**Exercise description:**
For every line that contains the string "query", pull that line out of the material below.

::::::::

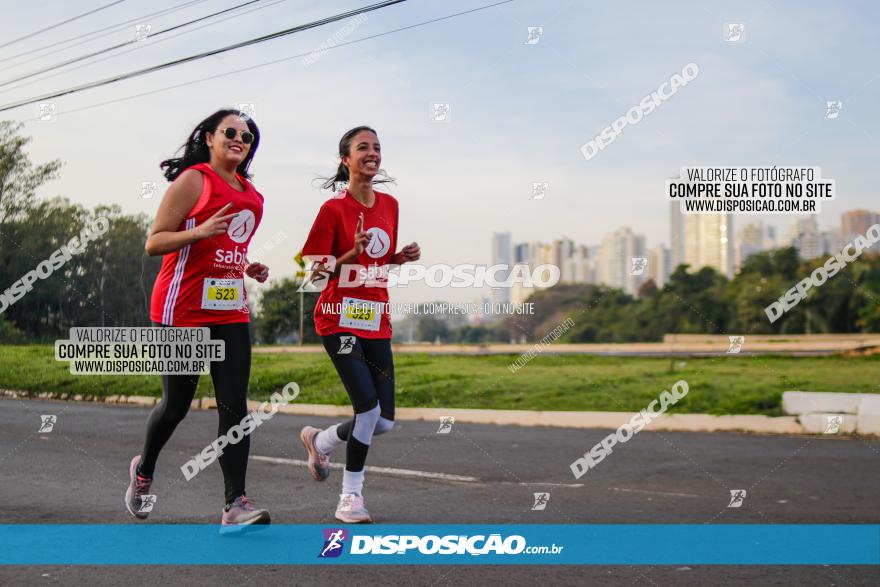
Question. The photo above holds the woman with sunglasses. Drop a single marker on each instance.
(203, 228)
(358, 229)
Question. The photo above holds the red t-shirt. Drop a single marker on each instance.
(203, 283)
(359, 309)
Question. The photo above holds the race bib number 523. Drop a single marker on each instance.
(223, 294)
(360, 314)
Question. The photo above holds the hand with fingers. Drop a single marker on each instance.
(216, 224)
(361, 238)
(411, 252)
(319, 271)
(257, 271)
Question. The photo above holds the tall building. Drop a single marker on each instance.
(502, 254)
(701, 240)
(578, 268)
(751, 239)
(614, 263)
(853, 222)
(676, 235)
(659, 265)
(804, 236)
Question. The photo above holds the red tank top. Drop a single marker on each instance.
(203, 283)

::::::::

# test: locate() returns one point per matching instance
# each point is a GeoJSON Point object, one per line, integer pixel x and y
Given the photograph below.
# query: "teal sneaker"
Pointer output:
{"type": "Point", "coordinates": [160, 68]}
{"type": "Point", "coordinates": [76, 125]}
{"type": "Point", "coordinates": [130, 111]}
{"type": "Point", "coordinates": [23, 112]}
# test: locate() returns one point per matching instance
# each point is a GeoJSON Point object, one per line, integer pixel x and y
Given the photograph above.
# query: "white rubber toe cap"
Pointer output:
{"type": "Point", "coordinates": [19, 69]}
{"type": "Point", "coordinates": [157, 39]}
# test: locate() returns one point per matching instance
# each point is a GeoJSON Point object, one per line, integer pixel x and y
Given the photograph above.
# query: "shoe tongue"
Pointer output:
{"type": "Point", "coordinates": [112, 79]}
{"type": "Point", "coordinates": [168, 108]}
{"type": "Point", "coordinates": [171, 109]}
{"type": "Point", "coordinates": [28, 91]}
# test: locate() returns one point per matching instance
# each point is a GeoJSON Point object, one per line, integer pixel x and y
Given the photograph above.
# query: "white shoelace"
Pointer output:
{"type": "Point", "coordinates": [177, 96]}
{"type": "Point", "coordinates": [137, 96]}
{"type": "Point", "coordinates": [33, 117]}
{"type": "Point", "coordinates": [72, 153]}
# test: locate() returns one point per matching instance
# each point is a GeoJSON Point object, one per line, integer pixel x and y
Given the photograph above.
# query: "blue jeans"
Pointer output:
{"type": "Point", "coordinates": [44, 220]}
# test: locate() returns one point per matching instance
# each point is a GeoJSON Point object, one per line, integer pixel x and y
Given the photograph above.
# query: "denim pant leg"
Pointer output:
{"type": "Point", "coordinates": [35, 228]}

::::::::

**Solution below:**
# query: "teal sneaker"
# query: "white rubber toe cap"
# query: "shoe tongue"
# query: "white shoelace"
# query: "blue jeans"
# query: "denim pant leg"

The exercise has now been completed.